> PASSAGE PROVIDED
----------------

The French-language theatre has played and continues to play an important role in the development of the Franco-Ontarian culture it reflects, values and nourishes. Although the classic works are always popular, the welcome extended to playwrights in residence brings about new creations. Meanwhile, the use of music, dance and new technologies makes it possible to offer modern shows in keeping with the contemporary Francophone community. Making room for original works has proven to be a great springboard for up‑and‑coming Francophone playwrights.
The most populous Canadian city, Toronto is now an important player in the French-language theatre landscape. More and more Francophone visitors take advantage of their stay in the Queen City to take in a performance at one of Toronto’s theatres, an outing that often becomes a highlight of their trip.
Birth of Francophone theatre in Ontario
The origins of theatre in Ontario go back to the 19th century. It was in the religious communities that the first plays were performed, which were often edifying and educational skits. Directed by the clergy, these small productions brought together the Francophone community; often, the whole parish got involved! People also tried their hand at the classics. In 1923, Collège Sacré-Cœur in Sudbury put on an adaptation of Molière’s great play the Malade imaginaire, to great acclaim.
French-language theatre lived on and grew in the 20th century, gradually emancipating itself from the parish context. In the 1960s and 1970s, it was now at universities that the Francophone theatrical arts were to undergo significant development. In 1971, a group of students at Laurentian University in Sudbury, including André Paiement, Robert Paquette and Pierre Bélanger, wrote the play Moé j’viens du Nord. They created the Théâtre du Nouvel Ontario a few years later, in 1975. The educational environment thus played a prominent role in developing the Francophone identity in Ontario through theatrical expression.

----------------

> GIVEN INFORMATION
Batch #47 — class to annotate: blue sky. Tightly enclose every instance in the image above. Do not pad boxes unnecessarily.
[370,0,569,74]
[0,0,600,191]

----------------

> AIM OF THE EXERCISE
Carry the passage on French-language theatre in Ontario forward from its final sentence, picking up right after it.

> THE RESULT
Originally, theatre companies were primarily present in Ottawa and Sudbury, which had the largest concentrations of Francophones. Nevertheless, French-language theatre also carved out a place for itself in the province’s most populous and multicultural city, Toronto. Once a year for 21 years, the troupe Les Tréteaux de Paris, created in Toronto in 1953, put on a play from the boulevard or avant‑garde repertory.
The Théâtre français de Toronto began its activities in 1967 as the Théâtre du P’tit Bonheur, the name of the very first play staged there. Initially amateur, the organization became more professional as time went on. It took on a new name in 1987, the Théâtre français de Toronto, on its 20th anniversary.
In the course of its history, many of the plays produced by the Théâtre français have enjoyed tremendous success, both popular and critical, and have won awards and nominations, in particular the Dora Mavor Moore Award and the Rideau Award. After 116 performances, the coproduction Une maison face au nord by Jean-Rock Gaudreault was even designated as Canadian play of the year in 2009, according to Eye Weekly. Every season is more successful than the last, confirming the role of the Théâtre français de Toronto in the world of contemporary drama.
Other professional theatre companies such as La Tangente and Scuderia Production have also been making French heard in Toronto’s cultural landscape in the last several years.